Excerpted passage =
## start

Power sector was the major negative influence on India’s economy as well. The problems and solutions were identified as under:

“As a result of the exchange rate adjustments, at the beginning of July 1991, there would be an increase in the rupee value of the import bill for crude oil and petroleum products. It is, therefore, necessary to raise the prices of petroleum products for domestic consumers. This would also help to restrain the growth in consumption of petroleum products.

I am aware that in basic infrastructure areas such as power, coal, communications and petroleum, we will have to set our sights much higher. In the present situation, characterised by an acute shortage of foreign exchange, it is, in particular, imperative to substantially augment the domestic production of coal, crude oil, natural gas and electrical energy. Efforts will also have to be made on a crash basis for promoting the utmost economy in use of energy through more efficient technologies in industry, agriculture, transport and domestic sectors.

The transmission and distribution line losses would also have to be brought down drastically from the present high level of 22 per cent. We shall address ourselves to all these tasks once we are through with taking stock of the situation.

In particular, I would urge them to ensure prompt payment of dues owed by the State Electricity Boards to the National Thermal Power Corporation, Coal India and the Indian Railways. We cannot allow State level enterprises to become an instrument of unplanned and unauthorised transfer of resources from the Centre to the States. That is neither fair nor equitable”.

The main reasons behind financial crises in this sector were transmission losses, which were around 22 percent at that time; these were picked up and brought to 17 percent over a period of twenty years.

Primary Tax Policy

The primary error in economic policy of both the countries has been duly acknowledged.

“The revenue from direct taxes, both as a proportion of GDP and as a percentage of total tax revenues, has registered a steady decline over time. This trend has to be reversed, so as to restore equity in, and balance to our fiscal system.”

The ratio of direct and indirect taxes has been substantially increased over time in India and overall collection brought to over 15% of GDP during the period. In Pakistan, we are lagging behind with less than 10 % tax-to-GDP ratio.

Tax Amnesty for foreign exchange remittance

Like Pakistan, the situation in India was so severe that Indians were forced to announce a tax amnesty scheme with respect to foreign exchange regime against their culture of high taxation and strict compliance.

## end

Available data =

## start

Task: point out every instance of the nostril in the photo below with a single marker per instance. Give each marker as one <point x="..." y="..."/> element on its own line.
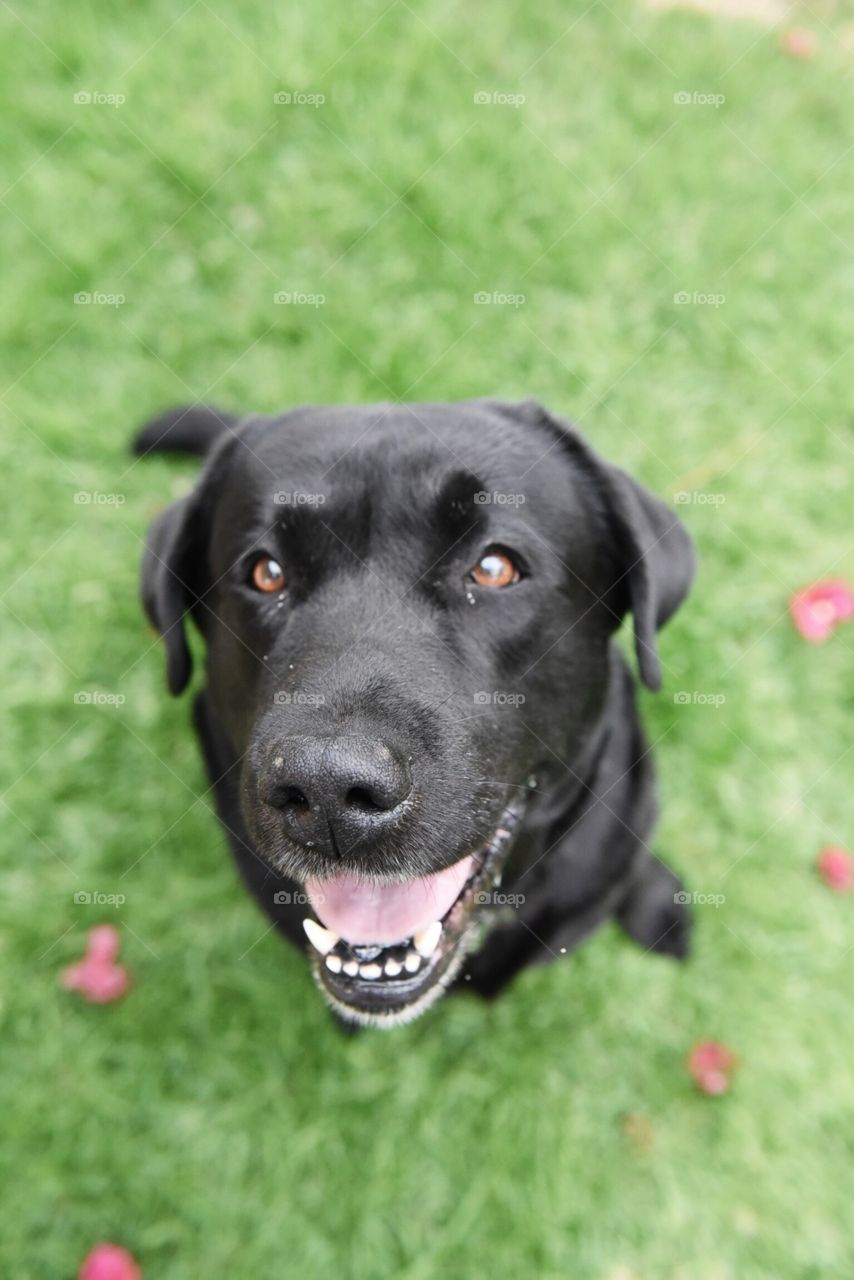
<point x="292" y="798"/>
<point x="362" y="799"/>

## end

Requirement 1 =
Answer these questions about the excerpt on India's economic reforms, one line each:
(a) What was the level of transmission and distribution line losses at the time?
(b) To which three bodies were the State Electricity Boards urged to pay their dues promptly?
(c) What tax-to-GDP ratio is given for Pakistan?
Requirement 2 = Summarize the excerpt on India's economic reforms in two sentences.
Requirement 3 = Carry on the excerpt on India's economic reforms from its final sentence.

Reply 1 =
(a) 22 per cent.
(b) The National Thermal Power Corporation, Coal India and the Indian Railways.
(c) Less than 10%.

Reply 2 = The exchange rate adjustments of July 1991 raised the rupee cost of oil imports, so India had to raise domestic petroleum prices, boost its own energy production, cut line losses from 22 per cent (eventually reduced to 17 percent over twenty years), and secure prompt payment of State Electricity Board dues. On taxes, the decline in direct tax revenue was to be reversed, and India later raised its overall collection to over 15% of GDP, while Pakistan remains below 10%, though India, like Pakistan, had to resort to a tax amnesty on foreign exchange.

Reply 3 =
“Under the first scheme, I propose that remittances in foreign exchange can be made to any person in India. Even if the remittance is received as a gift by the donee in India, it would not be subjected to gift tax. The source of funds out of which the remittances are made would not be subject to scrutiny under the Direct Tax Laws and Exchange Control Regulations. In other words, I propose to provide immunity for such remittances under these laws. The provisions of Direct Tax Laws will apply in the normal manner to the rupee proceeds of these remittances. The scheme will come into immediate effect and will be open until close of business on 30th November 1991. The details of the scheme will be announced by the Reserve Bank of India. I also propose to introduce the necessary legislation in this regard as early as possible before this House.

Under the second scheme, the State Bank of India would issue India Development Bonds to be denominated in US dollars. These bonds will be available for purchase by non-resident Indians and their overseas corporate bodies. There will be no ceiling for investment in these bonds which will have a maturity period of five years.”

These two measures clearly reflect that if there is a crisis in foreign exchange regimes the countries are forced to adopt the measures, which are not equitable and destroy the very fabric of evolution of equitable tax culture. This cannot persist.

It is to be noted that despite acute financial problems there was no desire to obtain or reschedule the foreign loans. A movement towards self reliance with adequate FDI was the core of the speech.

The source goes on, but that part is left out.